Task to carry out: In every one of the records below, can you swap "top-left corner" for "upper-left corner" and write the lines out again with nothing else changed?

Detection examples:
---
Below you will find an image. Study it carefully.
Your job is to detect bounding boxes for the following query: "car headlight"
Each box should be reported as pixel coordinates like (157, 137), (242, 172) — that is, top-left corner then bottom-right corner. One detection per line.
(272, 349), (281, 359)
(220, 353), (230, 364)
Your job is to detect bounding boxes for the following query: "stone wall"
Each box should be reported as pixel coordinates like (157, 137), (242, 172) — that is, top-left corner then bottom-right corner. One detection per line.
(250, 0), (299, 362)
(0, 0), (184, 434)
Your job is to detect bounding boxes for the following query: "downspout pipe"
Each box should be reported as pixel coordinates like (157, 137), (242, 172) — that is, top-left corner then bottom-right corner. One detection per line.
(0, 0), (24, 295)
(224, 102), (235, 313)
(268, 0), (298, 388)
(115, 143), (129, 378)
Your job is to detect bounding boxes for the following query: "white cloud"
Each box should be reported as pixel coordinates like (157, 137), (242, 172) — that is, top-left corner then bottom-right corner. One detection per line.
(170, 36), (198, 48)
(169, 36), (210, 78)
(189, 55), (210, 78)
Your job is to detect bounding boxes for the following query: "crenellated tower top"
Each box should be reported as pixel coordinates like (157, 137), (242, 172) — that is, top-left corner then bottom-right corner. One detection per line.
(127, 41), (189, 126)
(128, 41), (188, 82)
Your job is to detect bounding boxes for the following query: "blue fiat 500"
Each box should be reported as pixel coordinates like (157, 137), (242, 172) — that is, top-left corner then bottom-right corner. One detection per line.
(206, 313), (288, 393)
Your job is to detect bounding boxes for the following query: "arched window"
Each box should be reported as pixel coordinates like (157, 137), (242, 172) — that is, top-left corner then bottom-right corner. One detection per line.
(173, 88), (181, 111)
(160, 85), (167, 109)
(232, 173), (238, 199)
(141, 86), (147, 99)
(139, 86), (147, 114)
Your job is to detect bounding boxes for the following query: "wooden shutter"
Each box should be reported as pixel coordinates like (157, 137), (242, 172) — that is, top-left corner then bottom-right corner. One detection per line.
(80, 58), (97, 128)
---
Solution for this problem:
Below you will find an image. Study it carefully.
Your job is to detect bounding boxes for the following query: "car headlight"
Each box should be reported as pixel coordinates like (157, 137), (242, 172) — that is, upper-left corner then bottom-right corner. One detection per line.
(272, 349), (281, 359)
(220, 353), (230, 364)
Your job is to detect bounding boxes for the following query: "stone wall"
Each box should be reported as pixel coordinates like (157, 137), (242, 172) — that is, upper-left corner then bottom-right corner. One detection per line.
(250, 0), (299, 362)
(0, 0), (184, 434)
Your job is to detect bounding boxes for the following query: "downspout pipe"
Each box should be reported as pixel coordinates like (157, 137), (242, 172) — that is, upper-left corner then bottom-right corner. One detection per line.
(0, 0), (24, 295)
(224, 102), (235, 313)
(268, 0), (298, 388)
(115, 143), (129, 378)
Your job is to detect bounding boxes for the following query: "white cloud"
Each box should be reported as pixel coordinates like (157, 137), (242, 172) — that is, upper-left corner then bottom-right corner. One detection per line.
(170, 36), (198, 48)
(169, 36), (210, 78)
(189, 55), (210, 78)
Your job is to detect bounding boxes for the following query: "crenellated tower top"
Each box should be reported as pixel coordinates like (157, 137), (242, 172) — that is, upper-left corner then bottom-right corner. One detection per line.
(127, 41), (189, 126)
(128, 41), (188, 82)
Your job is to detect bounding boxes for the following query: "blue fiat 500"
Each box should be reported as pixel coordinates like (157, 137), (242, 172) — that is, upper-left corner then bottom-right corner. One detection per line.
(206, 313), (288, 393)
Your job is to detect bounding boxes for the following query: "arched window"
Each box should be reported as pixel coordinates like (157, 137), (242, 172) — that is, upper-left corner then bottom-right corner. One detection per line.
(173, 88), (181, 111)
(160, 85), (167, 109)
(232, 173), (238, 199)
(141, 86), (147, 99)
(139, 86), (147, 114)
Your job is to detect bounding boxes for the following query: "wooden shutter"
Each box should be reported as pixel coordinates like (157, 137), (242, 172) — that is, upper-left corner then bottom-right corner. One detection per line.
(80, 58), (97, 128)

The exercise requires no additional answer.